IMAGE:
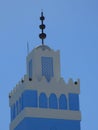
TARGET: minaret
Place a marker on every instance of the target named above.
(42, 100)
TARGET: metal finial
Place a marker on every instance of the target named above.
(42, 35)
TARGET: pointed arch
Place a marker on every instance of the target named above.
(53, 101)
(43, 103)
(62, 102)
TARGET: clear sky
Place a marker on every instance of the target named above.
(72, 27)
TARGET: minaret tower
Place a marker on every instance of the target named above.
(42, 100)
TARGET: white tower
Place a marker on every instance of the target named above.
(43, 100)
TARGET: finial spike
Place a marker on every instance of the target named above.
(42, 35)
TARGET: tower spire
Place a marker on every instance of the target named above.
(42, 35)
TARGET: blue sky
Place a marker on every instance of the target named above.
(71, 27)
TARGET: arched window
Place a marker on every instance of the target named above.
(53, 101)
(43, 100)
(62, 102)
(73, 102)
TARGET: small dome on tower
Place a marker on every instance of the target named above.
(43, 47)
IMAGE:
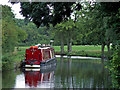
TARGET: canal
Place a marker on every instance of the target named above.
(68, 72)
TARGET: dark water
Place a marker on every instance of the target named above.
(68, 73)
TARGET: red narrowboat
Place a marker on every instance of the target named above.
(37, 56)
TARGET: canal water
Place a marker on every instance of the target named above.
(66, 73)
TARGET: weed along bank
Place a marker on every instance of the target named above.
(38, 55)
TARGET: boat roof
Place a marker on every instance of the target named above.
(43, 47)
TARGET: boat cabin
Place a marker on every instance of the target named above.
(37, 55)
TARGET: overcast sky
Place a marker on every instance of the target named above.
(15, 8)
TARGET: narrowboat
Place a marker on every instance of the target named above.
(38, 55)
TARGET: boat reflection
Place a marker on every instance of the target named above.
(39, 78)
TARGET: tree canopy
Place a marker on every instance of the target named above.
(47, 12)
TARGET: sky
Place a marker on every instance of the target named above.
(15, 8)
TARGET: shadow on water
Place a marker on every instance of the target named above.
(68, 73)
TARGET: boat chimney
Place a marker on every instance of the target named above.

········

## WORK TO DO
Rewrite every line of the rows above as a numbered list, one line per number, skipping any blank lines. Omit the pictures.

## REPLY TO THE EXERCISE
1. IMAGE:
2. TARGET: minaret
3. Place a marker on every instance of the target named above.
4. (42, 100)
5. TARGET: metal finial
6. Place a marker on every instance of the target named above.
7. (42, 35)
8. TARGET: pointed arch
9. Place a marker on every instance of the target named above.
10. (53, 101)
11. (43, 103)
12. (62, 102)
13. TARGET: clear sky
14. Place a marker on every instance of the target named above.
15. (72, 27)
16. TARGET: minaret tower
17. Place a marker on every instance of the target named above.
18. (42, 100)
19. TARGET: white tower
20. Place a marker on every instance of the target named above.
21. (43, 100)
22. TARGET: finial spike
23. Place a marker on every instance of the target named above.
24. (42, 35)
25. TARGET: tower spire
26. Place a marker on every instance of the target named above.
27. (42, 35)
28. TARGET: blue sky
29. Place a marker on every instance of the target named above.
30. (71, 27)
31. TARGET: arched window
32. Place a marker on every instance of the target named above.
33. (53, 101)
34. (43, 100)
35. (62, 102)
36. (73, 102)
37. TARGET: small dome on tower
38. Place a marker on every instance of the target named above.
39. (43, 47)
40. IMAGE:
41. TARGET: canal
42. Place a marker on every instance of the target named above.
43. (68, 72)
44. TARGET: dark water
45. Place a marker on every instance of the target named above.
46. (68, 73)
47. TARGET: red narrowboat
48. Place a marker on every instance of the target named above.
49. (37, 56)
50. TARGET: canal water
51. Place a marker on every instance of the target named above.
52. (66, 73)
53. TARGET: weed along bank
54. Place a marker on every instance of the target named above.
55. (38, 55)
56. TARGET: boat roof
57. Place a marker on every instance of the target named above.
58. (43, 47)
59. TARGET: boat cabin
60. Place a marker on every instance of the target named above.
61. (37, 55)
62. TARGET: overcast sky
63. Place a marker on every instance of the target named above.
64. (15, 8)
65. TARGET: narrowboat
66. Place a marker on every instance of the target named above.
67. (38, 55)
68. TARGET: boat reflection
69. Place a marker on every instance of the target named above.
70. (39, 78)
71. TARGET: tree canopy
72. Place a marker on every instance of the target named above.
73. (47, 12)
74. TARGET: sky
75. Place a marker on every instance of the target named above.
76. (15, 8)
77. TARGET: shadow on water
78. Place a marker on every instance of the target named above.
79. (68, 73)
80. TARGET: boat chimney
81. Place a marker on every instance of the target named above.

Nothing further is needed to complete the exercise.